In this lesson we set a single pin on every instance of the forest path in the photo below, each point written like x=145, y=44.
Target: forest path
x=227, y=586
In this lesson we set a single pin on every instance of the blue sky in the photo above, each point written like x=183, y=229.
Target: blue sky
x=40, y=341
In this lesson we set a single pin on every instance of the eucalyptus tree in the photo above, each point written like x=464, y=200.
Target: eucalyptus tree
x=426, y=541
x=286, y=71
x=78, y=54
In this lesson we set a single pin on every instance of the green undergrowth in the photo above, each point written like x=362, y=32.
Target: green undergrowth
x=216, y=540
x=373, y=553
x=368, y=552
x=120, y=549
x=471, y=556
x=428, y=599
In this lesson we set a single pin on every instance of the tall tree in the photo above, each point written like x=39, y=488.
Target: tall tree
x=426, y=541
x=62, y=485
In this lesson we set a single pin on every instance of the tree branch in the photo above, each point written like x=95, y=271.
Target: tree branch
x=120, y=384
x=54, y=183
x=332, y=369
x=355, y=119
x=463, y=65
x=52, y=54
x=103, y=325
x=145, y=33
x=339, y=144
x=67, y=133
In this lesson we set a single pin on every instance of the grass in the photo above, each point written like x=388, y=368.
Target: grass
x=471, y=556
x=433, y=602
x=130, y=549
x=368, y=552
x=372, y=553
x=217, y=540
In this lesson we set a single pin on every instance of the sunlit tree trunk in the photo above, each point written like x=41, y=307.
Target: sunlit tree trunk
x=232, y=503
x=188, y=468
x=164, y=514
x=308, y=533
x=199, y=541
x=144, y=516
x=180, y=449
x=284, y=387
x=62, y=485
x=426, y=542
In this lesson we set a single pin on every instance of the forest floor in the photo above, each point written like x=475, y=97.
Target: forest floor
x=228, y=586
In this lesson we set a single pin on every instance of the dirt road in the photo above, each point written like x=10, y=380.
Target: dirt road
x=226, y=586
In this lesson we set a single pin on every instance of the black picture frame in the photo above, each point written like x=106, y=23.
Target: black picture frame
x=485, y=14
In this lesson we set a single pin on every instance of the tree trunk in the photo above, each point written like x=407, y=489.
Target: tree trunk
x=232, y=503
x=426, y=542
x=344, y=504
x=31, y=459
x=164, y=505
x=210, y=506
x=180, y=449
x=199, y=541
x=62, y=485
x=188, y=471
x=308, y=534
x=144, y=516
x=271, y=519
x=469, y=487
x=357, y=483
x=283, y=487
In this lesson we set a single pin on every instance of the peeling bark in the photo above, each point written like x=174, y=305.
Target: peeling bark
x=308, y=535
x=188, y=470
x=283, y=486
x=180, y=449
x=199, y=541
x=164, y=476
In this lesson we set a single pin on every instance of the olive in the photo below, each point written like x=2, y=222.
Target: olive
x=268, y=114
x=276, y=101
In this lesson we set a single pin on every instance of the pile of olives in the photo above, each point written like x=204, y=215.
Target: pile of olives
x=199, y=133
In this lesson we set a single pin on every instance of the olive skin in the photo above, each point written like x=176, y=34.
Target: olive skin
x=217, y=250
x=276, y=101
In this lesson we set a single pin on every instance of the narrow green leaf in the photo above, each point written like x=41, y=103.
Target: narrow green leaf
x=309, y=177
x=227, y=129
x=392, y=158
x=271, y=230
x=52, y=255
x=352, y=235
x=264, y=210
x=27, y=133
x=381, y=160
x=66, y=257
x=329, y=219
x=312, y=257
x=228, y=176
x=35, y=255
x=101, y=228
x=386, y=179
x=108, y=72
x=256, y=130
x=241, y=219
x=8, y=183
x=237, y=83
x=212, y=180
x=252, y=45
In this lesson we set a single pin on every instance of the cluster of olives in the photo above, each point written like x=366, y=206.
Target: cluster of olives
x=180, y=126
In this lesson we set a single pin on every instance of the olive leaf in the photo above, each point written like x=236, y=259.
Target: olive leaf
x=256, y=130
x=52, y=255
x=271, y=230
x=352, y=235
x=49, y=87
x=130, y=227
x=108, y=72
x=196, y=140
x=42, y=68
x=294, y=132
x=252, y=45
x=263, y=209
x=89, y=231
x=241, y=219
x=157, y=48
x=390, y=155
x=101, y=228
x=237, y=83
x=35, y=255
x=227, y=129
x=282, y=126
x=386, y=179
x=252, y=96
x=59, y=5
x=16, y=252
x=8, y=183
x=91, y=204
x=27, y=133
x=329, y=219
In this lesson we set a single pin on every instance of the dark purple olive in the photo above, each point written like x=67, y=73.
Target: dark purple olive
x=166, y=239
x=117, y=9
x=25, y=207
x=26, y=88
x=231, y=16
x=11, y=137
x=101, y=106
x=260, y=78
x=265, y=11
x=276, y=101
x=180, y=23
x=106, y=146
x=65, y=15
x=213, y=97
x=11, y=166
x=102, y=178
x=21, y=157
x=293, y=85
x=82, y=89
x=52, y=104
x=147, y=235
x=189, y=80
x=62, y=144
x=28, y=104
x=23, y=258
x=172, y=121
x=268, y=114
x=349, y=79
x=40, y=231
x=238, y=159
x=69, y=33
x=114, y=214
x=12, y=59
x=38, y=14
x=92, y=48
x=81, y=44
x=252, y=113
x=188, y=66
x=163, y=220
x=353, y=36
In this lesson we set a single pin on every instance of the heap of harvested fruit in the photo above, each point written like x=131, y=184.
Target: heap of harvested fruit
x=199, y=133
※ ※ ※
--- DIRECTIONS ---
Reproduce the data in full, exactly as presented.

--- RESPONSE TO THE TASK ---
In this lesson we set a single pin on every instance of the forest path in the photo below, each point written like x=145, y=44.
Target: forest path
x=227, y=586
In this lesson we set a single pin on every instance of the blue sky in the photo above, each point written like x=183, y=229.
Target: blue sky
x=40, y=341
In this lesson we set a single pin on every instance of the eucalyptus tree in the photo above, each point written like x=464, y=200.
Target: eucalyptus tree
x=426, y=541
x=286, y=71
x=78, y=54
In this lesson we set a single pin on every instance of the green undergrowth in the photo above, each point written like x=362, y=32.
Target: green undergrowth
x=216, y=540
x=373, y=553
x=368, y=552
x=120, y=549
x=471, y=556
x=428, y=599
In this lesson we set a single pin on every instance of the tall tree in the photo above, each point written like x=39, y=488.
Target: tall tree
x=426, y=541
x=62, y=485
In this lesson we set a single pin on every instance of the tree branch in the photo above, each point written like x=95, y=271.
Target: tree branch
x=120, y=384
x=54, y=183
x=332, y=369
x=355, y=119
x=463, y=65
x=52, y=54
x=103, y=325
x=145, y=33
x=339, y=144
x=67, y=133
In this lesson we set a single pin on every instance of the grass in the photo above, each point written like x=388, y=368.
Target: grass
x=471, y=556
x=433, y=602
x=130, y=549
x=368, y=552
x=372, y=553
x=217, y=540
In this lesson we set a single pin on every instance of the sunlit tree trunk in the photo above, each point written like x=41, y=307.
Target: sunlit tree trunk
x=232, y=503
x=188, y=468
x=164, y=514
x=308, y=533
x=199, y=541
x=144, y=516
x=180, y=449
x=284, y=387
x=62, y=485
x=426, y=542
In this lesson we set a single pin on every instance of the forest floor in the photo above, each point written like x=475, y=97.
Target: forest floor
x=228, y=586
In this lesson we set a single pin on every instance of the dirt road in the photo above, each point written like x=10, y=380.
Target: dirt road
x=226, y=586
In this lesson we set a single pin on every instance of the black picture frame in the photo above, each point written like x=106, y=23.
Target: black picture frame
x=485, y=14
In this lesson we set a single pin on every instance of the tree trunk in the photo above, each point written like x=407, y=489.
Target: tree trunk
x=232, y=503
x=426, y=542
x=344, y=504
x=31, y=459
x=164, y=505
x=210, y=506
x=180, y=449
x=199, y=541
x=62, y=485
x=188, y=471
x=308, y=534
x=144, y=516
x=271, y=519
x=469, y=487
x=357, y=483
x=283, y=487
In this lesson we set a single pin on every instance of the peeling bark in the photo above, each point written like x=174, y=305.
Target: peeling bark
x=308, y=535
x=188, y=470
x=283, y=486
x=180, y=449
x=199, y=541
x=164, y=476
In this lesson we set a single pin on every instance of the olive in the photo below, each point written like x=2, y=222.
Target: olive
x=268, y=114
x=276, y=101
In this lesson we set a single pin on every instance of the pile of olives in the photo above, each point written like x=204, y=215.
Target: pile of olives
x=199, y=133
In this lesson we set a single pin on every instance of the olive skin in the photo above, each point written like x=176, y=34.
Target: olive skin
x=217, y=250
x=276, y=101
In this lesson we set a single pin on every instance of the narrow green leaf in the photo above, each point written like x=41, y=103.
Target: narrow green leaf
x=309, y=177
x=227, y=129
x=392, y=158
x=271, y=230
x=52, y=255
x=352, y=235
x=264, y=210
x=27, y=133
x=381, y=160
x=66, y=257
x=329, y=219
x=312, y=257
x=228, y=176
x=35, y=255
x=101, y=228
x=386, y=179
x=108, y=72
x=256, y=130
x=241, y=219
x=8, y=183
x=237, y=83
x=212, y=180
x=252, y=45
In this lesson we set a single pin on every instance of the cluster of olives in the photo above, each point written like x=366, y=206.
Target: cluster of olives
x=180, y=126
In this lesson we set a single pin on every instance of the olive leaf in the photo above, each point written like x=236, y=259.
Target: olive leaf
x=256, y=130
x=52, y=255
x=271, y=230
x=352, y=235
x=49, y=87
x=130, y=227
x=108, y=72
x=196, y=140
x=42, y=68
x=294, y=132
x=252, y=45
x=263, y=209
x=89, y=231
x=241, y=219
x=157, y=48
x=390, y=155
x=101, y=228
x=237, y=83
x=35, y=255
x=227, y=129
x=282, y=126
x=386, y=179
x=252, y=96
x=59, y=5
x=16, y=252
x=8, y=183
x=91, y=204
x=27, y=133
x=329, y=219
In this lesson we set a single pin on every instance of the dark purple olive in the photo above, each point written like x=67, y=73.
Target: dark purple olive
x=166, y=239
x=117, y=9
x=25, y=207
x=26, y=88
x=231, y=16
x=11, y=137
x=101, y=106
x=260, y=78
x=265, y=11
x=276, y=101
x=180, y=23
x=106, y=146
x=65, y=15
x=213, y=97
x=11, y=166
x=102, y=178
x=21, y=157
x=293, y=85
x=82, y=89
x=52, y=104
x=147, y=235
x=189, y=80
x=62, y=144
x=28, y=104
x=23, y=258
x=172, y=121
x=268, y=114
x=349, y=79
x=40, y=231
x=238, y=159
x=69, y=33
x=114, y=214
x=12, y=59
x=38, y=14
x=92, y=48
x=81, y=44
x=252, y=113
x=188, y=66
x=163, y=220
x=353, y=36
In this lesson we set a single pin on every instance of the heap of harvested fruit in the photo above, each point written like x=131, y=184.
Target: heap of harvested fruit
x=199, y=133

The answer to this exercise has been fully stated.